***** ПРИВЕДЕННЫЙ ФРАГМЕНТ *****

Злободневную полемичность «Войны и мира» и ее обращенность к современно­сти, завуалированную позднейшими критиками и историками литературы, прекрас­но чувствовали некоторые тогдашние критики; но особенно хорошо ее почувствовал и заметил, как может заметить только глаз беллетриста, Н. Лесков, приветствовавший в «Биржевых ведомостях» 1869 г. роман Толстого большой статьей, занявшей не­сколько номеров газеты. Восторгаясь сценой смерти кн. Андрея и предвидя нападки критиков на роман, Лесков пишет: «Одно это представление дает нам чувствовать в миросозерцании автора нечто иное, непохожее на мировоззрение целой плеады других наших писателей, и мы вправе сожалеть, что сочинение графа Толстого не может ожидать себе в наше время талантливого критического разбора. Мы знаем, как глядят и как взглянут на этот том те, которые у нас считают себя критиками. Каждый из них станет прикидывать его на масштаб своих направлений, и похвалит его за то, в чем найдет нечто отвечающее его направлению, и злобно укорит за то, что ему покажется вредоносным для этого направления. Это уже было, и это будет снова, но так будет долго и долго, пока тяжелые судьбы нашей литературы будут оставлять ее без критических талантов. Графа Толстого уже упрекали в том, что он "сентиментал, фаталист и миндальник"; другие столь же глубоко проницали свой­ства его творчества и хвалили его за какой-то особого рода реализм, здоровый реализм, имеющий честь нравиться схоластикам-идеалистам; теперь недостает, чтобы за приведенную сцену его упрекнули в поповстве, и этому нимало не мудрено случить­ся, и это опять будет столь же неосновательно, как укор сентиментальности и похва­ла за особый реализм». Статья Лескова кончается указанием на то, что роман Тол­стого «имеет в наших глазах еще большее значение в приложении к решению многих практических вопросов, которые время от времени могут повторяться и даже несо­мненно повторятся с свойственной им роковой неотвратимостью... Если зорче ос­мотримся и обсчитаем весь ворох своей коробьи, повернее, то увидим, что все эти бойцы и выжидатели, все эти верующие и неверные, одухотворяющиеся и лягуше- ствующие, выскочки и хороняки, — все они опять живы, и с нами опять... Клига графа Толстого дает весьма много для того, чтобы, углубляясь в нее, по бывшему разумевать бываемое и даже видеть в зерцале гадания грядущего»[513].

*****

- [ОБЯЗАТЕЛЬНЫЕ ЗАДАНИЯ]:
(A) В какой газете, согласно приведенному фрагменту, Лесков опубликовал статью о романе Толстого?
(B) Выведите без изменений участок записей от строки, содержащей «Detection brief: inspect the image and locate aircraft wing.», до строки, содержащей «(486, 140), (1299, 851)», включая обе эти строки.

***** ИСХОДНЫЕ ДАННЫЕ *****

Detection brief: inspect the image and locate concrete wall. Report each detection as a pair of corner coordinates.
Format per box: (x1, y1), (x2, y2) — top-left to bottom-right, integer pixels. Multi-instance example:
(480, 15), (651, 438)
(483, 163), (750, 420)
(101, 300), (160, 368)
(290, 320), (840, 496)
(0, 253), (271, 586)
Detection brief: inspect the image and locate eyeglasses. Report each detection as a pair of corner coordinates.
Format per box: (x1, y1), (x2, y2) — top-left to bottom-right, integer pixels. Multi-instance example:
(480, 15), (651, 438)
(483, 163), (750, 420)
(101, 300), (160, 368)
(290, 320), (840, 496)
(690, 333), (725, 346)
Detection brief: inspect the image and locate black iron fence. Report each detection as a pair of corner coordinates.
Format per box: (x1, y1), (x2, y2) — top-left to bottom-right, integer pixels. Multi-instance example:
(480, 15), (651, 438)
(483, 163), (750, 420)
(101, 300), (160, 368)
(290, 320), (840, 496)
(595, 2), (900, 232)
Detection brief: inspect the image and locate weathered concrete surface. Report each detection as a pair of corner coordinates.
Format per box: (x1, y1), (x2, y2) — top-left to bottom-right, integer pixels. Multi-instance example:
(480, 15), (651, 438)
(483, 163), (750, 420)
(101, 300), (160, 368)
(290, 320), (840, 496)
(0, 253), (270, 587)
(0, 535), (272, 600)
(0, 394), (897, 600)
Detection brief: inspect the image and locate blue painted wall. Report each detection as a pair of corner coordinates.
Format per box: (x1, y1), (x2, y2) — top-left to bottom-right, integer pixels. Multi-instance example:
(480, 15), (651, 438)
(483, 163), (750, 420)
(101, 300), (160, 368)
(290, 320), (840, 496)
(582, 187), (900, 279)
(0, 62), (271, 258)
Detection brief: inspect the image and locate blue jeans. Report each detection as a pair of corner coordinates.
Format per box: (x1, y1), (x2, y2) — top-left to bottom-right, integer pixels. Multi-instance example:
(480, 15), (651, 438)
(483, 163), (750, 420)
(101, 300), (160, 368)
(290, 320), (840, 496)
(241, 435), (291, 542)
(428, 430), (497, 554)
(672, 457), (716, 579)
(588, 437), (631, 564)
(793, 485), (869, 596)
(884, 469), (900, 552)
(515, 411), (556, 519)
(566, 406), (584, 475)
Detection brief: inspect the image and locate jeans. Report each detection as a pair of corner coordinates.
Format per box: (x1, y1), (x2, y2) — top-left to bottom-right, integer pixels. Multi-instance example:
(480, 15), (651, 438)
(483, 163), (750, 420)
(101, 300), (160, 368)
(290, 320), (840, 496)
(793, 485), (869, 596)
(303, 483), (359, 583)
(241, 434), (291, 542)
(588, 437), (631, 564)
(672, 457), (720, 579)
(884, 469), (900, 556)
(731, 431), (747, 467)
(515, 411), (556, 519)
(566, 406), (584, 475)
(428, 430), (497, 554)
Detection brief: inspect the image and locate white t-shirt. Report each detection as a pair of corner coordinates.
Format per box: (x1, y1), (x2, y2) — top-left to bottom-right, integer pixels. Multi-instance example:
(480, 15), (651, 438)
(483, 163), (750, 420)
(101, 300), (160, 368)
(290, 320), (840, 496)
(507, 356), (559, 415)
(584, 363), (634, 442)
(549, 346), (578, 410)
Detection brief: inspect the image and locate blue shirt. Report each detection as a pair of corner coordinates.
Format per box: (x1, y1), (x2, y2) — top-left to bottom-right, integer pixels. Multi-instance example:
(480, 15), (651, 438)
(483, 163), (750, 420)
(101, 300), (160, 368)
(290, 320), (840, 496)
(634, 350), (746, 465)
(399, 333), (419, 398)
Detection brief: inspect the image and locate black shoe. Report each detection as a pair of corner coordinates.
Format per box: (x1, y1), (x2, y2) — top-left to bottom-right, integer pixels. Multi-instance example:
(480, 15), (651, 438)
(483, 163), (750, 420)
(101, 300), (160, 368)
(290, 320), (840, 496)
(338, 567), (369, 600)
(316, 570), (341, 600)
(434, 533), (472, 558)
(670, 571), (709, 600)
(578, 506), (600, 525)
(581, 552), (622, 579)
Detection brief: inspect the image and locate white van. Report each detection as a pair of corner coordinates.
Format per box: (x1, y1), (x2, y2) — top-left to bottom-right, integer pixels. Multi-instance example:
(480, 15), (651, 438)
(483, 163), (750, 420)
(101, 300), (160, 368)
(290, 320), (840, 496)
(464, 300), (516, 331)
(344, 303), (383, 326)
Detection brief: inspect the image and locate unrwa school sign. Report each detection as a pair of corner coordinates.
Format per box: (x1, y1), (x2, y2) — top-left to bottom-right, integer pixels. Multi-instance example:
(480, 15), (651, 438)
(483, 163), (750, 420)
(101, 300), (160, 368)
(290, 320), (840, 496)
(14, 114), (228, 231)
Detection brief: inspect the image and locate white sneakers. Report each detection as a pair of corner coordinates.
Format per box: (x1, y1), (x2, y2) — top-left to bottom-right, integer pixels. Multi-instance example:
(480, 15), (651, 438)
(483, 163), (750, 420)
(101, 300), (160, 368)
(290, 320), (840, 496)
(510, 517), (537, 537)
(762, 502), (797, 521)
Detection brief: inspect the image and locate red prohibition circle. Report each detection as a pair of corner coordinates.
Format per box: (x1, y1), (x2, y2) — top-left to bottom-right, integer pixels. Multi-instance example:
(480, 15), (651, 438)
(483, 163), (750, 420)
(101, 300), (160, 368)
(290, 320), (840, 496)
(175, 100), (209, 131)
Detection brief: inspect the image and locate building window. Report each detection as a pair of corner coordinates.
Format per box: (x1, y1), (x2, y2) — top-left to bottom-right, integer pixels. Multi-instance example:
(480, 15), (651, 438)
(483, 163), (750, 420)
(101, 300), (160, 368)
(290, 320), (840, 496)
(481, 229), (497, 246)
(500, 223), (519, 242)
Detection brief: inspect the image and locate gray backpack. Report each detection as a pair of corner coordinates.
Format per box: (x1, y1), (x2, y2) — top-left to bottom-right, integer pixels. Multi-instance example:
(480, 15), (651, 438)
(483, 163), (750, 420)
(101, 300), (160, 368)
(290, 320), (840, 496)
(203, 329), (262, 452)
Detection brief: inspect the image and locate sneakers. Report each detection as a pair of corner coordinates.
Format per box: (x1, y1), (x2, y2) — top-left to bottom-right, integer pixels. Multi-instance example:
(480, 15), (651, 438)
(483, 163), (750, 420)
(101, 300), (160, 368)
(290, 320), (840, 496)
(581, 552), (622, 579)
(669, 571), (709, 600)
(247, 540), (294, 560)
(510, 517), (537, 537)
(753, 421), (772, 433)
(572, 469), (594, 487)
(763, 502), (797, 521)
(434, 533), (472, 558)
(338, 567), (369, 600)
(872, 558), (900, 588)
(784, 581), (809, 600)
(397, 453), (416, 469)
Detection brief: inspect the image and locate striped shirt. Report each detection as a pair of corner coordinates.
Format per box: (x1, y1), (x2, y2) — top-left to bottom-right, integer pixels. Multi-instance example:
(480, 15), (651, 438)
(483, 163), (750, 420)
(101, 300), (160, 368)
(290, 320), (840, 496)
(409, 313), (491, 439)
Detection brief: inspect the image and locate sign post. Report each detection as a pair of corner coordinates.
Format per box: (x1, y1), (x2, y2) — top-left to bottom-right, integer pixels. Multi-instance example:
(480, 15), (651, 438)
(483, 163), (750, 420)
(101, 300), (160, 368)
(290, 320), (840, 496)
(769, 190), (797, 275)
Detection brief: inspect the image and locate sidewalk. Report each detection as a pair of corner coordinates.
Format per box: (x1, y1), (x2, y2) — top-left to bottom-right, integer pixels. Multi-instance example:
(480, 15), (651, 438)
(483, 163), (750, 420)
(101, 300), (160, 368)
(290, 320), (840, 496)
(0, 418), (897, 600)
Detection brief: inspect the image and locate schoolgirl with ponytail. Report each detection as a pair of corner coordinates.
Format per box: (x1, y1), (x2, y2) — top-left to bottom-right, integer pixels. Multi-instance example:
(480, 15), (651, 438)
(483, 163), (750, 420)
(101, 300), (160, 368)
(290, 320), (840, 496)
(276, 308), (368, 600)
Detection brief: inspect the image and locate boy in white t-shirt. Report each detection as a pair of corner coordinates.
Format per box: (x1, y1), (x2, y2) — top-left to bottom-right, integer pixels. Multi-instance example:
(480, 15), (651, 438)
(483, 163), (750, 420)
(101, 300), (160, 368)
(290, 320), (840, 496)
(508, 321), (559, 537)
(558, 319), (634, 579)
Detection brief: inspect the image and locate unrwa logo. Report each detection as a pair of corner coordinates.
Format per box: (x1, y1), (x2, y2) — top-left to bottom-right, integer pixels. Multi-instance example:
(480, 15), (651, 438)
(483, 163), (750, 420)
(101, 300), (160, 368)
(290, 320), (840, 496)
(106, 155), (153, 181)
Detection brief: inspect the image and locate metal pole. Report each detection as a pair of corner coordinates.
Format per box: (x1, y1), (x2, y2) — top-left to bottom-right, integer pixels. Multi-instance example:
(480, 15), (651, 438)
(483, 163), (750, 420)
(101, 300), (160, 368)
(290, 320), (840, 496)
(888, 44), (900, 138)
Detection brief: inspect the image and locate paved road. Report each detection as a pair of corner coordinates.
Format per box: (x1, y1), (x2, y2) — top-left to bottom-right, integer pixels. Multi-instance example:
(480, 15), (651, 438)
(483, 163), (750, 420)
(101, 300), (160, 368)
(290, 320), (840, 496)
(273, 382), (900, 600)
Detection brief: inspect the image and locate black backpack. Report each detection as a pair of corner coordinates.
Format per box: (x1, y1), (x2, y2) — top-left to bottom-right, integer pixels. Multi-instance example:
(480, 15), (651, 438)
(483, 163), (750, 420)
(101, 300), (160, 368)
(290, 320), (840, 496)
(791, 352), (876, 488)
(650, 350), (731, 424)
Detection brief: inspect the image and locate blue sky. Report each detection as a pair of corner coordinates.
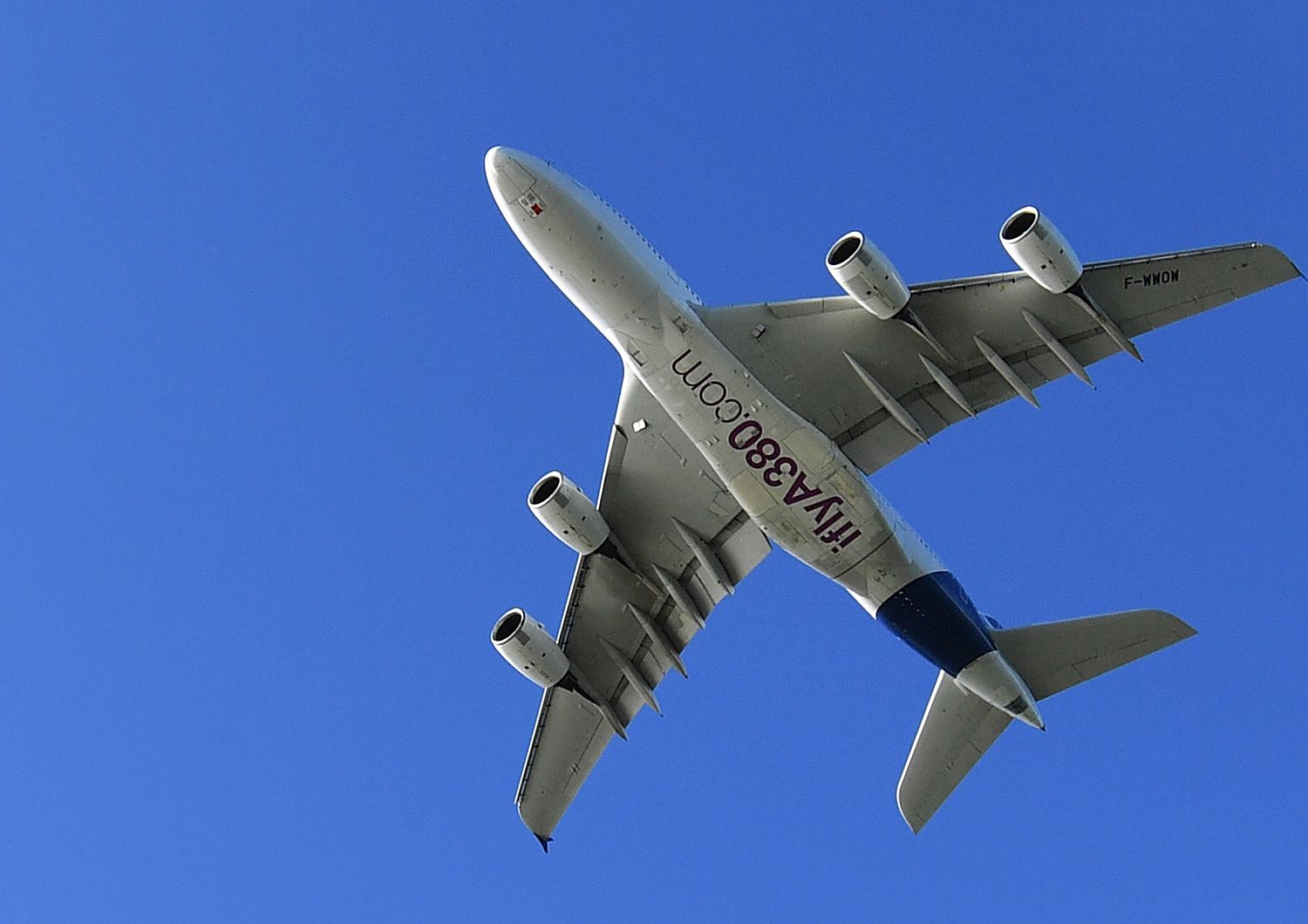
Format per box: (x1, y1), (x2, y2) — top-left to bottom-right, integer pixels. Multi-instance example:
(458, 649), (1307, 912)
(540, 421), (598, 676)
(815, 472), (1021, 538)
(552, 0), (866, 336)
(0, 3), (1308, 921)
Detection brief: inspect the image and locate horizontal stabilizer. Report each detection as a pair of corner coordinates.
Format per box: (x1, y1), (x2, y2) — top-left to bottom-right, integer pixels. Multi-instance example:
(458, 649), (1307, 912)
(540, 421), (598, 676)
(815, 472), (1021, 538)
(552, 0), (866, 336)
(895, 670), (1012, 834)
(897, 609), (1195, 832)
(991, 609), (1195, 699)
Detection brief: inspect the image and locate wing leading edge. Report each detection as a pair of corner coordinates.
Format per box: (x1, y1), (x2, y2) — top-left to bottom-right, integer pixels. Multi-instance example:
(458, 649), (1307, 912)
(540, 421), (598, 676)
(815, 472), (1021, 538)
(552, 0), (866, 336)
(515, 375), (772, 845)
(701, 243), (1300, 474)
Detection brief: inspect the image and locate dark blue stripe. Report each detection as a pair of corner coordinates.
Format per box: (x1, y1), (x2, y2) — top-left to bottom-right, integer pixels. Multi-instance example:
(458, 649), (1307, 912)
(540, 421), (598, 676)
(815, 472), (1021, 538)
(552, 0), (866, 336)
(876, 571), (994, 677)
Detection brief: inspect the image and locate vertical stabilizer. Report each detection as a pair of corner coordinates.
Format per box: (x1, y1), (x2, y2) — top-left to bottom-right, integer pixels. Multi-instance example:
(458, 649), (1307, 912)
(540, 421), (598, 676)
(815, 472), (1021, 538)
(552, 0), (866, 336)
(895, 670), (1012, 834)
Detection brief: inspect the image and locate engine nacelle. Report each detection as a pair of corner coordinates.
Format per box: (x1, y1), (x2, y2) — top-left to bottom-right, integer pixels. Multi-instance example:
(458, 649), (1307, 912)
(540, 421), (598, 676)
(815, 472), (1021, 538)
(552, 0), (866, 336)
(827, 231), (908, 320)
(999, 205), (1082, 293)
(491, 608), (572, 689)
(528, 472), (609, 555)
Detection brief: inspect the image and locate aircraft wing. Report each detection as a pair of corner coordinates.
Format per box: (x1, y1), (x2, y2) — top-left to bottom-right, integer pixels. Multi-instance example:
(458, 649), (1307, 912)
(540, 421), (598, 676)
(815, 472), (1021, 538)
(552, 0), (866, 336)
(515, 374), (772, 850)
(700, 243), (1300, 474)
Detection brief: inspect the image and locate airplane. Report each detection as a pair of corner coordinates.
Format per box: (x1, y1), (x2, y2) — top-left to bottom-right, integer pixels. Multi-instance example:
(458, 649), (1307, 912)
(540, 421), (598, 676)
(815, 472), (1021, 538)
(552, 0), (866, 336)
(486, 146), (1302, 853)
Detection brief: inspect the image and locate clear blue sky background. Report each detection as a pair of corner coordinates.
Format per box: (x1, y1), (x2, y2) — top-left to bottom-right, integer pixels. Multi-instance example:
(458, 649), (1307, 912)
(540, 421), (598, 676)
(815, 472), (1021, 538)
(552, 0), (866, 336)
(0, 3), (1308, 921)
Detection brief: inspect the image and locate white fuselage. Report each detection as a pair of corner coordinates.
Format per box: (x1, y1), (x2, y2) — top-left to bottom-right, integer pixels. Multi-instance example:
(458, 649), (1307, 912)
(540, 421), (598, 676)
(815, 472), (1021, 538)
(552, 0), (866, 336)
(487, 147), (944, 613)
(486, 147), (1043, 727)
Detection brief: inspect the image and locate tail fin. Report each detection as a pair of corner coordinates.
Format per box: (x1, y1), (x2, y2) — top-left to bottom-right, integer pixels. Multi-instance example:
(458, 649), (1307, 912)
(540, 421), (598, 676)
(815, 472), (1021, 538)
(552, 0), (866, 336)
(896, 609), (1195, 834)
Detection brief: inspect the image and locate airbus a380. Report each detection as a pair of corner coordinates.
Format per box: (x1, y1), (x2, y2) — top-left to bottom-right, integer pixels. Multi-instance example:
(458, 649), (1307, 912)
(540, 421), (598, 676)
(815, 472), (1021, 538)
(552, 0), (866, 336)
(486, 140), (1299, 851)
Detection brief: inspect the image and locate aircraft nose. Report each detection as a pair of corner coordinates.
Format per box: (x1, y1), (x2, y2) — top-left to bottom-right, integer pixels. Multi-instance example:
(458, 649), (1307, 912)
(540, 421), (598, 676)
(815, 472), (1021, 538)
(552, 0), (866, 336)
(486, 145), (536, 199)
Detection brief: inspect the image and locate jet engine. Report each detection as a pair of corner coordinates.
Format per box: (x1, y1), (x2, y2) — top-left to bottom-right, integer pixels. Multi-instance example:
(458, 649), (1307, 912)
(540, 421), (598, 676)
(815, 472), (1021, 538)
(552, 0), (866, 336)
(491, 608), (570, 689)
(999, 205), (1082, 294)
(827, 231), (908, 320)
(528, 472), (609, 555)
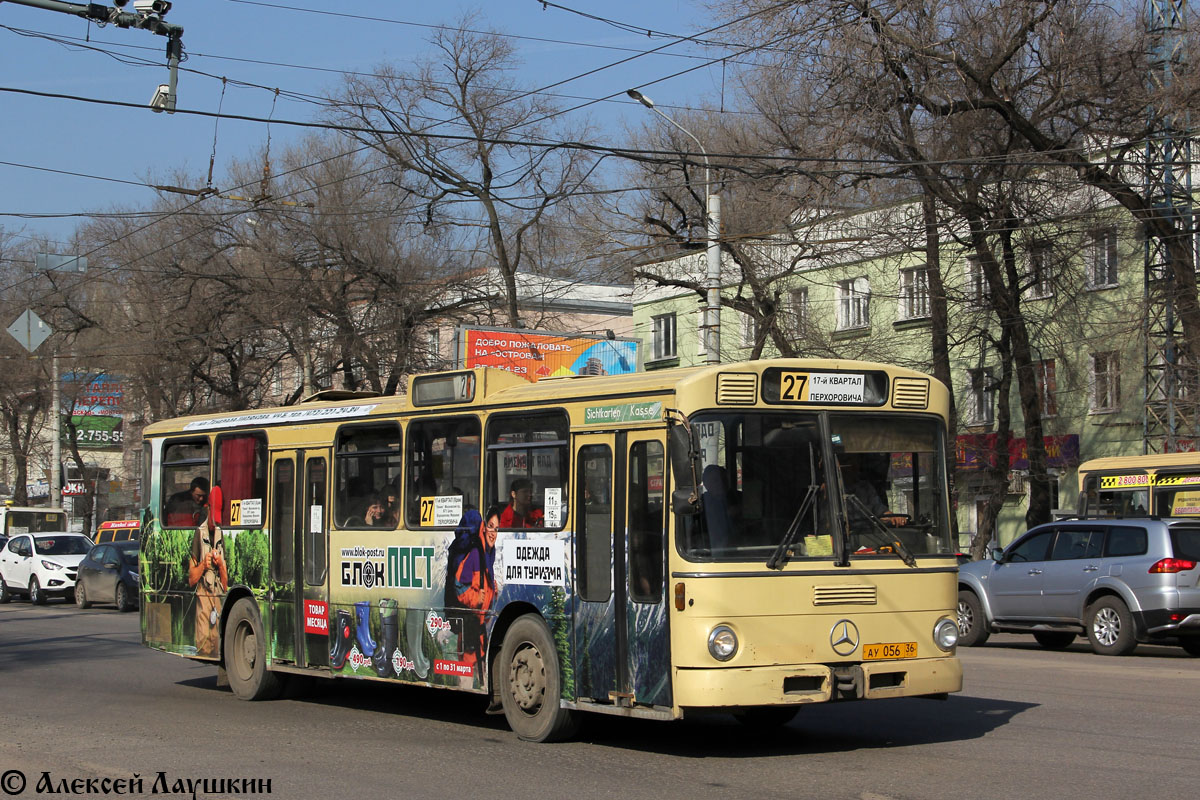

*****

- [РЕЗУЛЬТАТЫ ПО ПОРЯДКУ]:
(A) В «Биржевых ведомостях» 1869 г.

(B)
Detection brief: inspect the image and locate aircraft wing. Report each detection as a pair of corner coordinates.
Format per box: (x1, y1), (x2, y2) — top-left to bottom-right, integer pixels. Multi-instance example:
(458, 649), (1307, 912)
(540, 421), (598, 676)
(815, 472), (1021, 538)
(552, 0), (866, 336)
(515, 374), (772, 850)
(700, 243), (1300, 474)
Detection brief: inspect the image and locate airplane. Report each detection as a pair of corner coordinates.
Format per box: (x1, y1), (x2, y2) — top-left to bottom-right, integer pixels. Multi-instance example:
(458, 649), (1307, 912)
(540, 421), (598, 676)
(815, 472), (1021, 538)
(552, 0), (866, 336)
(486, 146), (1302, 853)
Detection brief: inspect the image and locate clear blue sky background. Report each detection as a pair of corner coordinates.
Format per box: (x1, y1), (x2, y2) — top-left to bottom-right, integer pixels. Multi-instance example:
(458, 649), (1307, 912)
(540, 421), (598, 676)
(815, 472), (1021, 538)
(552, 0), (866, 336)
(0, 3), (1308, 921)
Detection brief: inspect the image and locate white fuselage. Report each detection as a pair of corner coordinates.
Format per box: (x1, y1), (x2, y2) — top-left to bottom-right, integer pixels. Multi-instance example:
(458, 649), (1307, 912)
(540, 421), (598, 676)
(815, 472), (1021, 538)
(552, 0), (866, 336)
(487, 147), (944, 613)
(486, 147), (1043, 727)
Detection brief: inspect the image and locate tail fin. Report each detection as a pair of corner coordinates.
Format per box: (x1, y1), (x2, y2) — top-left to bottom-right, integer pixels. Multi-instance example:
(458, 649), (1307, 912)
(540, 421), (598, 676)
(815, 472), (1021, 538)
(552, 0), (866, 336)
(896, 609), (1195, 834)
Detection brief: inspect the image and locate airbus a380. Report each detection as a pair of corner coordinates.
Format per box: (x1, y1), (x2, y2) — top-left to bottom-right, integer pixels. Multi-instance example:
(458, 649), (1307, 912)
(540, 421), (598, 676)
(815, 472), (1021, 538)
(552, 0), (866, 336)
(486, 140), (1299, 851)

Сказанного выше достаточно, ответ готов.